**Required task:** Rewrite all the rows below with "one marker per instance" replaced by "one point per instance" everywhere it occurs, leaving every other word unchanged. Omit the pictures from your version.

**Record set:**
————
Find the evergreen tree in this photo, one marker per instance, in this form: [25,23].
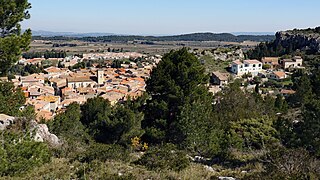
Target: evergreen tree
[11,99]
[178,81]
[12,42]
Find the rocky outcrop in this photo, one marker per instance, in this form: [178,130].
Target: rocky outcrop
[40,131]
[42,134]
[302,40]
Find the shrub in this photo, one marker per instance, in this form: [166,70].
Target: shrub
[164,157]
[104,152]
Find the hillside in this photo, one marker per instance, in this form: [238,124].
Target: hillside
[293,42]
[185,37]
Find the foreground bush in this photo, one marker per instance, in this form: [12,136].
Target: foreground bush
[164,157]
[104,152]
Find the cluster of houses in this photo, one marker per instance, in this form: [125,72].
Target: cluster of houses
[272,68]
[52,91]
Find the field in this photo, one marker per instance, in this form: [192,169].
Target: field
[155,48]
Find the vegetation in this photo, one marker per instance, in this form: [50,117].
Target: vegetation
[47,54]
[12,41]
[185,37]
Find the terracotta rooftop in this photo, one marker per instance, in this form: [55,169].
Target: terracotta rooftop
[238,62]
[253,61]
[279,74]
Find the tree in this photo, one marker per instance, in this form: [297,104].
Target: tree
[12,42]
[67,125]
[309,130]
[19,152]
[303,90]
[11,99]
[178,81]
[253,134]
[282,163]
[112,124]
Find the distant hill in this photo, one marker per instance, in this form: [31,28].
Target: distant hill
[301,41]
[68,34]
[184,37]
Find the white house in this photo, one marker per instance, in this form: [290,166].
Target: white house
[247,66]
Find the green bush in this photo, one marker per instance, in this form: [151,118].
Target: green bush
[164,157]
[20,154]
[104,152]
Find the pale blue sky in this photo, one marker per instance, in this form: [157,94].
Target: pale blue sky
[172,16]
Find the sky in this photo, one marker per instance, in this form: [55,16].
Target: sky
[168,17]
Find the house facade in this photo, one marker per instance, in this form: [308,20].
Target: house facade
[218,78]
[246,67]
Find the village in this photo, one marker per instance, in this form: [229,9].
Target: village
[53,90]
[270,76]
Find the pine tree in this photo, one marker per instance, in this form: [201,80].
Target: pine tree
[12,41]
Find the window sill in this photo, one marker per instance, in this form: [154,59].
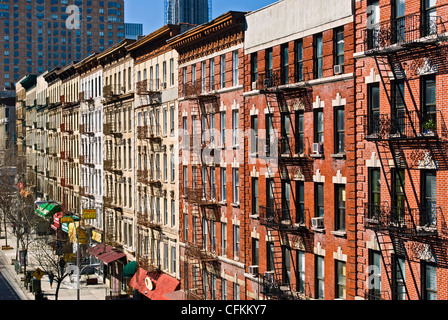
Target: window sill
[336,233]
[338,155]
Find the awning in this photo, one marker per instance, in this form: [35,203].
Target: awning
[105,253]
[153,285]
[175,295]
[129,269]
[46,210]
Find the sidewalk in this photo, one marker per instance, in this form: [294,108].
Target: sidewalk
[67,290]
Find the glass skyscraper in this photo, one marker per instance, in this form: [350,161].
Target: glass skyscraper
[188,11]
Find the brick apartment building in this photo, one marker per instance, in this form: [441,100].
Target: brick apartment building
[299,103]
[312,151]
[39,35]
[401,149]
[212,210]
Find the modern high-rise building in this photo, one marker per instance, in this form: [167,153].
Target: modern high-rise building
[133,30]
[39,35]
[188,11]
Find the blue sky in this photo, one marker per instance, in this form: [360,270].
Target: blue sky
[150,12]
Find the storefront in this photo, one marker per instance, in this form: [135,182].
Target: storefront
[153,285]
[112,261]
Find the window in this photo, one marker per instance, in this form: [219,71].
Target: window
[223,128]
[255,196]
[299,60]
[269,133]
[222,73]
[285,127]
[235,123]
[340,280]
[254,134]
[374,276]
[269,64]
[284,64]
[203,76]
[373,106]
[320,278]
[428,100]
[398,112]
[318,56]
[398,196]
[236,185]
[339,130]
[319,126]
[300,134]
[340,207]
[286,199]
[300,278]
[319,199]
[373,23]
[223,185]
[429,281]
[236,241]
[399,23]
[374,192]
[286,263]
[429,191]
[270,256]
[223,238]
[255,252]
[212,74]
[339,46]
[235,65]
[300,204]
[398,278]
[254,68]
[430,17]
[212,183]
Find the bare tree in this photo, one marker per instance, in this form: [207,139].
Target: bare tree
[49,261]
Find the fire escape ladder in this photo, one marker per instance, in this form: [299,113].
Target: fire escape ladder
[388,247]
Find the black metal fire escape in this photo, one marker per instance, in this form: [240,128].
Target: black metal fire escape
[283,159]
[402,137]
[200,254]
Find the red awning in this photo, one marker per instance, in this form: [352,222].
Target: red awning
[152,285]
[105,253]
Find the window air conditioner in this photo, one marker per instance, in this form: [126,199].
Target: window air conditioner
[253,270]
[318,148]
[317,223]
[339,69]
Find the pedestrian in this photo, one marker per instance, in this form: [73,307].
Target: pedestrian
[51,278]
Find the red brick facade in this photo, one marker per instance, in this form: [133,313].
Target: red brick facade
[406,227]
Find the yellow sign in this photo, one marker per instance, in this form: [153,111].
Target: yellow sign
[66,220]
[69,256]
[89,214]
[82,235]
[38,274]
[96,236]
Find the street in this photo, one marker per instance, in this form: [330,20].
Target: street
[8,289]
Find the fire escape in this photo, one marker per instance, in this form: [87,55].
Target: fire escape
[201,249]
[111,163]
[410,137]
[285,160]
[150,97]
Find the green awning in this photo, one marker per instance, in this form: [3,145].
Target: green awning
[130,269]
[41,208]
[47,210]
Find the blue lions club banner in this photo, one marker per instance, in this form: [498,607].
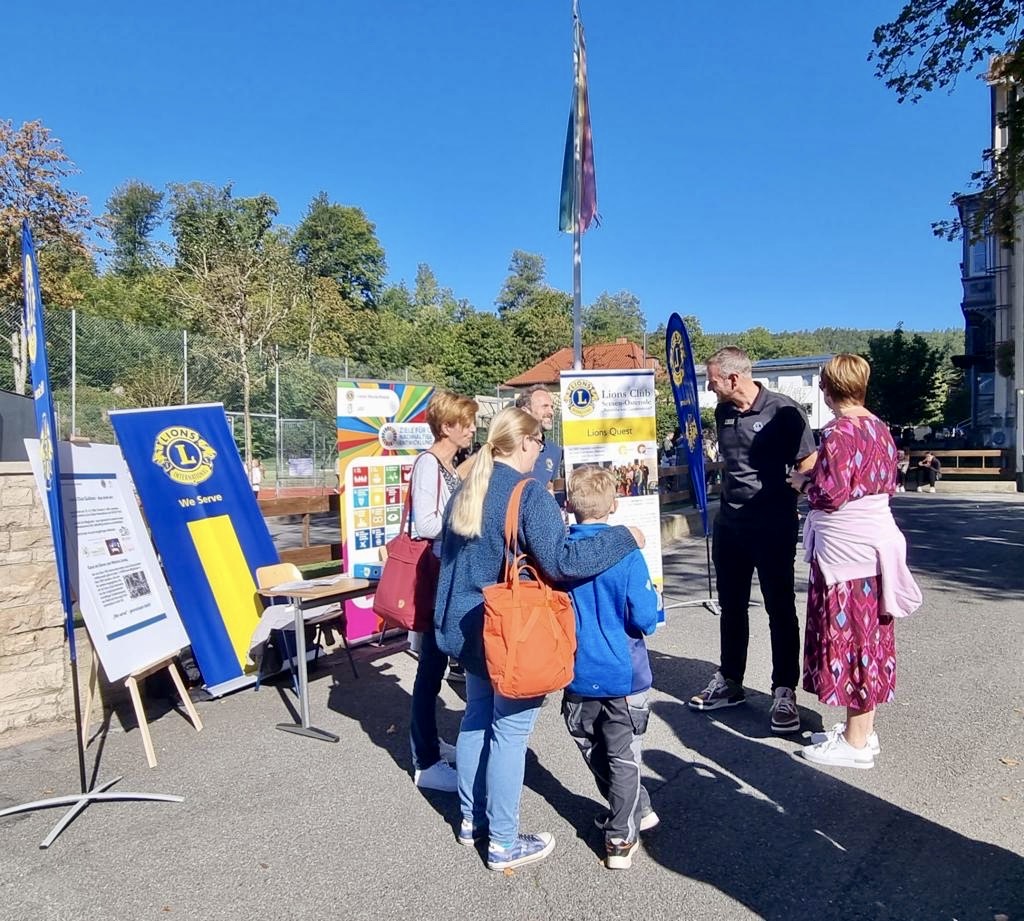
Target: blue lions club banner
[683,376]
[206,526]
[36,342]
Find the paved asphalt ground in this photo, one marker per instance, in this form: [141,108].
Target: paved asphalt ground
[279,827]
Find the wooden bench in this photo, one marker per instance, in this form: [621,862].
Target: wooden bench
[304,506]
[988,463]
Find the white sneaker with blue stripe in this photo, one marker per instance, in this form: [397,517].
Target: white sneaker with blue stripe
[525,849]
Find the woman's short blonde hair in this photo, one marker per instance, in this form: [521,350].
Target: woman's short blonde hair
[845,377]
[446,408]
[591,492]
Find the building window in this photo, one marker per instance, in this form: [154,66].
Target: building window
[978,257]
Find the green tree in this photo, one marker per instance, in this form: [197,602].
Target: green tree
[904,377]
[236,276]
[33,170]
[133,212]
[540,328]
[339,242]
[525,279]
[612,317]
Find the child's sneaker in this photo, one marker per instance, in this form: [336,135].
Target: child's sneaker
[525,849]
[619,853]
[648,821]
[721,692]
[837,752]
[839,729]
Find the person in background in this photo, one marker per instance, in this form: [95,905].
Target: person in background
[929,468]
[858,578]
[761,435]
[492,746]
[605,707]
[539,403]
[453,422]
[902,465]
[256,475]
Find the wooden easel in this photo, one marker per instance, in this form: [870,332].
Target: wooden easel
[131,682]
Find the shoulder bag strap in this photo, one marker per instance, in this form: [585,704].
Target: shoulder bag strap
[512,532]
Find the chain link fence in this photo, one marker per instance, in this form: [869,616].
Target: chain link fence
[98,365]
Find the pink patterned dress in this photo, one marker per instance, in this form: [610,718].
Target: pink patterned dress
[849,649]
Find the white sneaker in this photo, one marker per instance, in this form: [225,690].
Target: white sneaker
[838,729]
[437,777]
[837,752]
[446,750]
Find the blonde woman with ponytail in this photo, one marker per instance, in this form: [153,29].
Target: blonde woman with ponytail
[491,753]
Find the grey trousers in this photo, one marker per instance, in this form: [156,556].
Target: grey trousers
[608,734]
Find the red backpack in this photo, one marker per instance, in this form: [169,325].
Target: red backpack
[528,627]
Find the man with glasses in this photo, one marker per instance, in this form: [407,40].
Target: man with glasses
[761,436]
[539,403]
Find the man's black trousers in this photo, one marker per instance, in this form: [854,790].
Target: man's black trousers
[738,550]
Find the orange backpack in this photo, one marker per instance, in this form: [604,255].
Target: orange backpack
[528,627]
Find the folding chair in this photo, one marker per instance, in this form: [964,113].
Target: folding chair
[327,615]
————
**Response below:**
Find the evergreen tree in this photo, one point per instance, in this form: [25,23].
Target: evergreen tree
[11,99]
[178,81]
[12,42]
Find the rocky outcrop in this photo, one point per instance, in this form: [178,130].
Target: rocky outcrop
[40,131]
[42,134]
[302,40]
Find the shrub in this photo, one point per instance, in this form: [166,70].
Target: shrub
[164,157]
[104,152]
Find the hillside in this photo, one point per instance, in this form: [238,124].
Target: hillside
[293,42]
[185,37]
Find the foreground bush in this photo, one point per instance, in this form: [12,136].
Target: foreground bush
[164,157]
[104,152]
Find the cluster of houses in this photo, one point per instance, in this form: [125,72].
Target: cluster of houses
[272,68]
[52,91]
Find the field in this photo, one point per instance, in this form: [192,169].
Target: field
[155,48]
Find the vegetation in this photo, one point per instance, in this form: [50,117].
Target: vegetation
[47,54]
[12,41]
[185,37]
Find the terracotta rooftop in this photo, one point per instance, in this form: [55,169].
Target: terracotta rooftop
[238,62]
[253,61]
[279,74]
Find the tree in this photo, one point per instance, in this form: [297,104].
Target: tree
[12,42]
[67,125]
[309,130]
[19,152]
[303,90]
[11,99]
[178,81]
[253,134]
[282,163]
[112,124]
Find the distant hill in this photo, one point per instance, in this form: [31,28].
Target: distant hill
[301,41]
[68,34]
[184,37]
Find the white house in this photo, one point per instance, in this form: [290,166].
Target: white house
[247,66]
Find the green bush in this photo, one point per instance, in this form: [151,118].
Target: green bush
[164,157]
[20,154]
[104,152]
Find the pale blue sky in this photo, one point per instance, in this form: [157,94].
Target: pale blue sky
[172,16]
Find the sky in this photo, one point per instance, in this form: [55,16].
Target: sky
[168,17]
Find the house facade in this photo, one point per instance, in this form: [308,20].
Target: house facade
[218,78]
[246,67]
Find the village in this photo, one point per instance, in this form: [229,9].
Target: village
[53,90]
[270,76]
Find the pine tree in this photo, one point per instance, in this form: [201,80].
Target: pine tree
[12,41]
Find the window sill in this photo, one point per instance, in this form: [154,59].
Target: window sill
[336,233]
[338,155]
Find the awning in this photo, one point per instance, in this form: [35,203].
Target: awning
[105,253]
[153,285]
[175,295]
[129,269]
[46,210]
Find the sidewalk in this photo, one point per instance, in this form: [294,108].
Target: sidewalk
[67,290]
Find the glass skyscraper in this photo, one point per instance, in this form: [350,161].
Target: glass skyscraper
[188,11]
Find the brick apartment building in this photo, one point per instance, in this form: [441,100].
Target: brick apartment building
[299,103]
[312,151]
[39,35]
[401,149]
[212,210]
Find the modern high-rise building in this photo, one point per instance, in this form: [167,153].
Target: modern high-rise building
[133,30]
[39,35]
[188,11]
Find the blue sky in this photo, one point per instance, in this form: [360,270].
Target: blue sky
[150,12]
Find the storefront in this photo, one point per instance, in this form: [135,182].
Target: storefront
[153,285]
[112,261]
Find the window in this photo, one point per instance, in this form: [219,71].
Target: window
[223,128]
[255,196]
[299,60]
[269,133]
[222,73]
[285,127]
[235,123]
[340,280]
[254,134]
[374,276]
[269,64]
[284,64]
[203,76]
[373,106]
[320,278]
[428,100]
[398,112]
[318,56]
[398,196]
[236,185]
[339,130]
[319,126]
[300,134]
[340,207]
[286,199]
[300,278]
[319,199]
[373,23]
[223,185]
[429,281]
[236,241]
[399,23]
[374,192]
[286,263]
[429,191]
[270,256]
[223,238]
[255,252]
[212,74]
[339,46]
[235,65]
[300,204]
[398,278]
[254,68]
[430,17]
[212,183]
Find the bare tree in this photo, one point per instance, in this form: [207,139].
Target: bare tree
[49,261]
Find the fire escape ladder in this photo, one point per instance, in this form: [299,113].
Target: fire escape ladder
[388,247]
Find the black metal fire escape in this photo, one point per instance, in this form: [240,128].
Target: black metal fire escape
[283,159]
[402,137]
[200,254]
Find the red awning in this photo, one point per instance, in this form: [352,222].
Target: red awning
[152,285]
[105,253]
Find the window air conditioner in this photo, one point per instance, in this form: [126,199].
Target: window air conditioner
[253,270]
[318,148]
[317,223]
[339,69]
Find the pedestrian in this photo, one point per instance, in this form: [73,307].
Target: pedestrian
[51,278]
Find the red brick facade in this photo, one point per instance, in this form: [133,313].
Target: red brick facade
[406,227]
Find the yellow sign in this photo, one point per instance, in this form: [153,111].
Target: yellow sign
[66,220]
[69,256]
[89,214]
[82,235]
[38,274]
[96,236]
Find the street in this photo, one point per instance, in this form: [330,20].
Target: street
[8,289]
Find the fire escape in this photo, one point per instance, in this form: [87,55].
Target: fire escape
[201,249]
[111,163]
[410,137]
[285,160]
[150,97]
Find the green awning in this photo, one point per instance, in this form: [3,145].
Target: green awning
[130,269]
[41,208]
[47,210]
Find the blue lions club banner in this photo, one point per instance, in this form: [498,607].
Target: blue lions club banner
[683,376]
[206,526]
[36,342]
Find the paved asphalt ground in this photo, one point per instance, in this form: [141,108].
Target: paved asphalt ground
[279,827]
Find the wooden bench in this photo, one point per instance, in this form: [621,862].
Target: wooden bench
[304,506]
[988,463]
Find the white sneaker with blue stripe in this photo, one point per instance, in this form: [397,517].
Target: white sneaker with blue stripe
[525,849]
Find the woman's short blonde hair in this photo, one point per instance, in this form: [521,350].
Target: woman's short blonde hair
[845,377]
[446,408]
[591,492]
Find the building window in this photo, one point per instance, in this form: [154,66].
Target: building window
[978,257]
Find the green tree in this photo, one point per instance, in this form: [197,602].
Target: green tree
[904,377]
[236,276]
[33,170]
[133,212]
[540,328]
[339,242]
[525,279]
[612,317]
Find the child's sneaker in this photo, one point per instance, in this form: [336,135].
Target: child's sneaker
[525,849]
[619,853]
[648,821]
[721,692]
[837,752]
[839,729]
Find the person in background in this photo, one point per instance, in this form: [95,905].
Target: person in background
[929,468]
[858,578]
[761,435]
[492,746]
[605,707]
[539,403]
[453,422]
[902,465]
[256,475]
Find the wooden easel in this photo, one point per instance, in this form: [870,332].
Target: wooden easel
[131,682]
Find the shoulder bag strap in this photo, one point per instance, in this form: [585,704].
Target: shoulder bag strap
[512,532]
Find the chain link fence in this photo, one point per instance, in this form: [869,616].
Target: chain link fence
[98,365]
Find the pink patterned dress in this photo, one point per instance, in this form: [610,718].
Target: pink patterned dress
[849,649]
Find the white sneaker in this photo, one point per instance, in this form: [225,690].
Target: white sneaker
[838,729]
[437,777]
[837,752]
[446,750]
Find the blonde woman with ponytail in this photo, one point per instance, in this form: [153,29].
Target: blonde woman with ponytail
[491,753]
Find the grey trousers in this photo, one point per instance, in this form: [156,556].
Target: grey trousers
[608,734]
Find the red backpack in this photo, one point per instance, in this form: [169,325].
Target: red backpack
[528,627]
Find the man with glasses in this photo, one point per instance, in this form: [407,40].
Target: man with glasses
[761,436]
[539,403]
Find the man's black trousers in this photo, one point per instance, in this form: [854,790].
Target: man's black trousers
[738,550]
Find the orange backpack in this photo, one point per instance, in this form: [604,255].
Target: orange backpack
[528,627]
Find the folding chair in this photo, one point per instance, in this form: [964,113].
Target: folding chair
[327,615]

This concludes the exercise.